--- The tasks ---
**1.** In the message about the groovy.bat problem, what folder did the writer create and add to the PATH for the second test?
**2.** Write the next part of the message about the groovy.bat problem, picking up after its final line.

--- Source extract ---
[Start]

Hello Keegan
groovy and groovyc are working for me now! thanks!!

The bat file seems to have an issue on Windows though:

When the JAVA_HOME is not defined, and the PATH has an element with &
(ampersand), the groovy invocation seems to try to execute the code after
the & (eg. if mysql is installed there is a PATH defined to
"c:\Program Files (x86)\MySQL\MySQL Fabric 1.5 & MySQL Utilities 1.5")
This is the output:
C:\WINDOWS\system32>groovy.bat -v
'MySQL' is not recognized as an internal or external command,
operable program or batch file.
'MySQL' is not recognized as an internal or external command,
operable program or batch file.
Groovy Version: 2.4.7 JVM: 1.8.0_101 Vendor: Oracle Corporation OS: Windows
10

I did this another test: I created an empty folder "c:\Programs\sample1 &
sample2" and added it to the PATH just before "%GROOVY_HOME%\bin"

When i run:
C:\WINDOWS\system32> groovy.bat -v
'sample2' is not recognized as an internal or external command,
operable program or batch file.
Groovy Version: 2.4.7 JVM: 1.8.0_101 Vendor: Oracle Corporation OS: Windows
10

So it looks like an ampersand in an element in the PATH can affect the
groovy invocation.

Paco




On Wed, Sep 7, 2016 at 8:39 PM, Keegan Witt <keeganw...@gmail.com> wrote:

> I've uploaded new executables to fix the issue with invoking without .exe
> suffix.

[End]

--- Recorded information ---

[Start]

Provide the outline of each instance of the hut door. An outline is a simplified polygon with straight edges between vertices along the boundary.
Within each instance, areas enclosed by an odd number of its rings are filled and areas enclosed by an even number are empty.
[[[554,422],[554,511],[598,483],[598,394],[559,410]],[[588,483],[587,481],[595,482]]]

[End]

--- Answers provided ---
**1.** An empty folder named "c:\Programs\sample1 & sample2"

**2.**
>
> -Keegan
>
> On Wed, Sep 7, 2016 at 5:21 PM, Keegan Witt <keeganw...@gmail.com> wrote:
>
>> Paco,
>> Good catch.  I'll correct that.
>>
>> Raviteja,
>> That's correct, they are just wrappers.  The advantage is that you can
>> set file associations in Windows to an exe, but you can't associate a file
>> type with a bat file.  If you could, than you'd be right -- there'd be no
>> reason to have a wrapper.
>>
>> -Keegan
>>
>> On Wed, Sep 7, 2016 at 1:57 PM, Raviteja Lokineni <
>> raviteja.lokin...@gmail.com> wrote:
>>
>>> I just glanced over the code and found that the cpp code just seems to
>>> be a wrapper on top of existing bat file. Although it is good that you
>>> wanted to contribute, I don't see the advantage in using exe file iff all
>>> it does is wrap existing bat file.
>>>
>>> Thanks,
>>> Raviteja
>>>
>>> On Wed, Sep 7, 2016 at 5:45 AM, Paco Zarate <conta...@nazcasistemas.com>
>>> wrote:
>>>
>>>> Hello Keegan!
>>>>
>>>> I was trying the new .exe files and i receive these errors when using
>>>> the commands without .exe:
>>>>
>>>> C:\WINDOWS\system32>groovyc -v
>>>> 'groobat' is not recognized as an internal or external command,
>>>> operable program or batch file.
>>>>
>>>> C:\WINDOWS\system32>groovy -v
>>>> 'grobat' is not recognized as an internal or external command,
>>>> operable program or batch file.
>>>>
>>>>
>>>> Including the .exe seems  to work fine:
>>>>
>>>> C:\WINDOWS\system32>groovy.exe -v
>>>> Groovy Version: 2.4.7 JVM: 1.8.0_101 Vendor: Oracle Corporation OS:
>>>> Windows 10
>>>>
>>>> C:\WINDOWS\system32>groovyc.exe -v
>>>> Groovy compiler version 2.4.7
>>>> Copyright 2003-2016 The Apache Software Foundation.
>>>> http://groovy-lang.org/
>>>>
>>>>
>>>> If i remove the JAVA_HOME env variable I get these responses:
>>>> C:\WINDOWS\system32>groovy.exe -v
>>>> 'MySQL' is not recognized as an internal or external command,
>>>> operable program or batch file.
>>>> 'MySQL' is not recognized as an internal or external command,
>>>> operable program or batch file.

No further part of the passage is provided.